» Exercice court 1:
Reproduisez la partie du passage retenu comprise entre « Tourné quatre ans » et « Dellamorte Dellamore (1994). », bornes incluses.
» Exercice court 2:
Selon le passage retenu, pourquoi The Serpent and the Rainbow compte-t-il parmi les films les plus contradictoires de Craven ? Répondez en une à trois phrases.

» Passage retenu:
——————————

Tourné quatre ans après Les Griffes de la Nuit qui ont élevé Craven au rang des maîtres de l'Horreur, The Serpent and the Rainbow est un de ses films les plus contradictoires. Il est marqué par un yo-yo perpétuel entre les enjeux ou gimmicks les plus triviaux (tandem professionnel puis romantique avec la locale instruite et séduisante) et les plus obscurs (les parasites de l'âme !), entre la fantaisie et la vulgarité. Le flirt avec le fantastique pur est à la fois appuyé et prudent, les foucades irrationnelles mais toujours justifiées (ou vraisemblables malgré le choc, ou carrément oniriques) abondent. Une fièvre bis porte le film malgré tout le fouillis que cela induit. Les visions infernales ou 'irréelles', les accès de violences extrêmes, rythment ce chaînon manquant entre Las Vegas Parano (1998) et Dellamorte Dellamore (1994).

——————————

» Section des données:
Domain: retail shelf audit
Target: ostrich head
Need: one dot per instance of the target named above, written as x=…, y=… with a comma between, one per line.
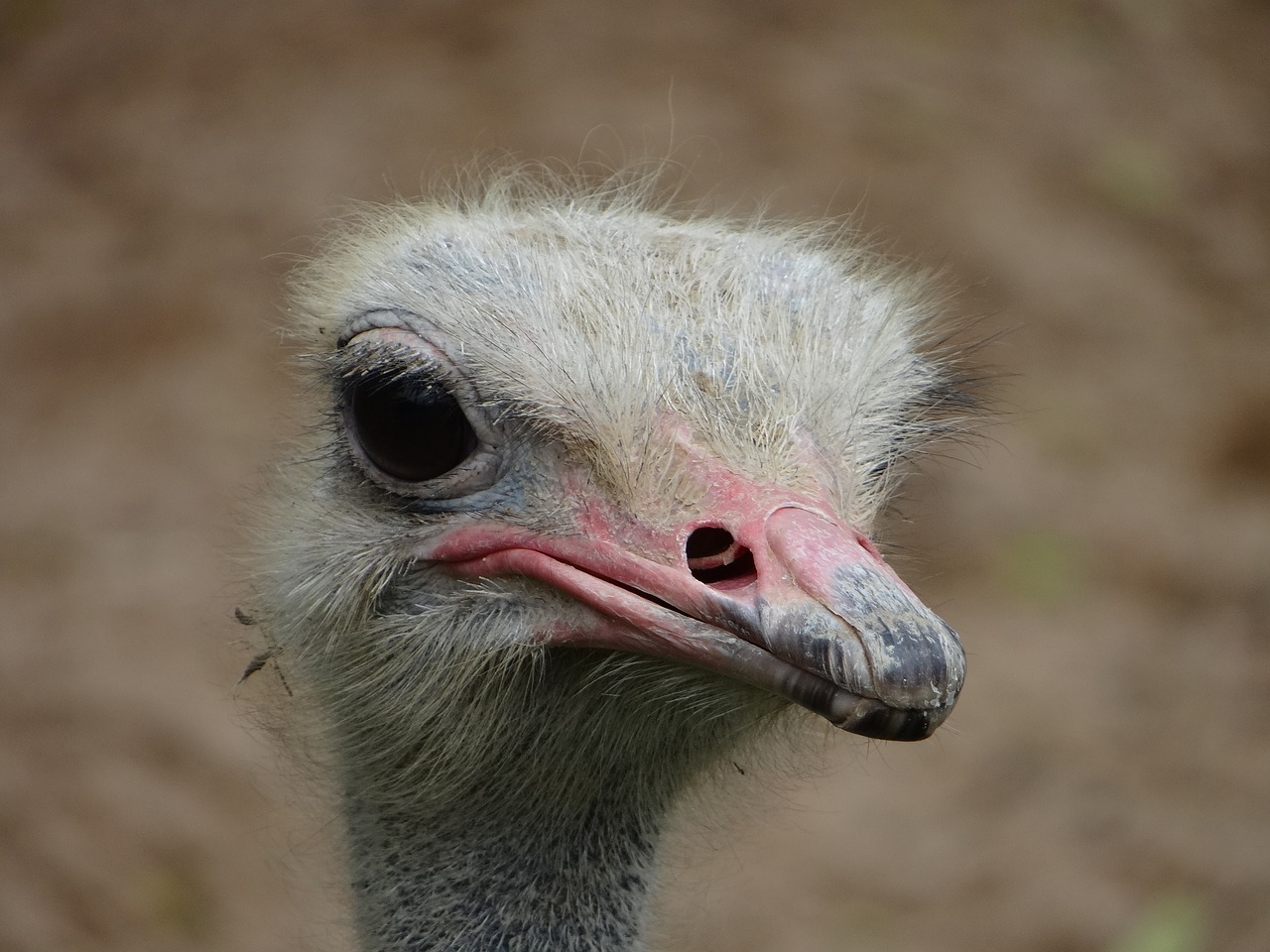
x=587, y=503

——————————

» Réponse correcte 1:
Tourné quatre ans après Les Griffes de la Nuit qui ont élevé Craven au rang des maîtres de l'Horreur, The Serpent and the Rainbow est un de ses films les plus contradictoires. Il est marqué par un yo-yo perpétuel entre les enjeux ou gimmicks les plus triviaux (tandem professionnel puis romantique avec la locale instruite et séduisante) et les plus obscurs (les parasites de l'âme !), entre la fantaisie et la vulgarité. Le flirt avec le fantastique pur est à la fois appuyé et prudent, les foucades irrationnelles mais toujours justifiées (ou vraisemblables malgré le choc, ou carrément oniriques) abondent. Une fièvre bis porte le film malgré tout le fouillis que cela induit. Les visions infernales ou 'irréelles', les accès de violences extrêmes, rythment ce chaînon manquant entre Las Vegas Parano (1998) et Dellamorte Dellamore (1994).

» Réponse correcte 2:
Le film oscille sans cesse entre les enjeux ou gimmicks les plus triviaux, comme le tandem professionnel puis romantique avec la locale instruite et séduisante, et les plus obscurs, comme les parasites de l'âme. Il balance aussi entre la fantaisie et la vulgarité.